In a session featuring some of the world’s most powerful financiers, Blackstone chief Steve Schwarzman described the single greatest investment opportunity today as being in “the data centre and AI complex” – and in the vast energy required to power it.
His remarks reflected a broad consensus that AI will indeed live up to the hype, catalysing a profound transformation of the global economy. Yet there was less agreement on how evenly the benefits will be shared.
Former Google CEO Eric Schmidt told futurist Peter Diamandis he was sceptical of claims that AI-driven “abundance” would benefit most of humanity. ‘There’s no question that wealth will be created, because wealth comes from efficiency,’ Schmidt said. ‘But you could imagine a small number of companies – [and within them] a small number of people – getting all of those benefits.’ That, he added, would pose significant public policy challenges.

Powering the future
But there was unanimity on the growing need for energy to power the vast computing capacity (‘compute’) required by complex AI models. The International Energy Agency noted in a recent report that data centres accounted for around 1.5 per cent of global electricity consumption in 2024 – some 415 terawatt-hours. According to its ‘base case’, demand will more than double by 2030, when data centres worldwide will consume as much electricity as Japan does today. Some forecasts are considerably higher.
The global demand for compute could even spark armed conflict, warned Jonathan Ross, CEO of US AI firm Groq. ‘I’m a little bit worried there’s going to be a war over it,’ he said, noting that conflict over valuable resources has long been a feature of human history.
Several attendees noted that Saudi Arabia is well positioned to take advantage of the AI boom. The country – which is about nine times the size of the UK, but with a population just over half as big – has space for data centres to be built. It also has plentiful cheap energy and a regulatory environment in which permissions for building can be granted quickly.
On Tuesday it was announced Blackstone would put $3 billion into the PIF-owned, Saudi-based AI company Humain. In an interview, the company’s CEO Tareq Amin suggested that firms including BlackRock and KKR might follow suit.
After years of deploying capital abroad, MBS will hope that this deal – one of the world’s largest asset managers backing a homegrown enterprise – marks the start of a new phase in Saudi Arabia’s investment story.

PROBLEMS:
1 > In the excerpt on AI investment and energy, what share of global electricity consumption did data centers account for in 2024?
2 > Reproduce word for word the portion of the excerpt on AI investment and energy that runs from "In a session" down to "to power it.".

COLLECTED DATA:
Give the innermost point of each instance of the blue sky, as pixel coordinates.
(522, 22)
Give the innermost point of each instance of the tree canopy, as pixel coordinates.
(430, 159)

COMPLETED EXERCISE:
1 > Around 1.5 per cent, some 415 terawatt-hours.

2 >
In a session featuring some of the world’s most powerful financiers, Blackstone chief Steve Schwarzman described the single greatest investment opportunity today as being in “the data centre and AI complex” – and in the vast energy required to power it.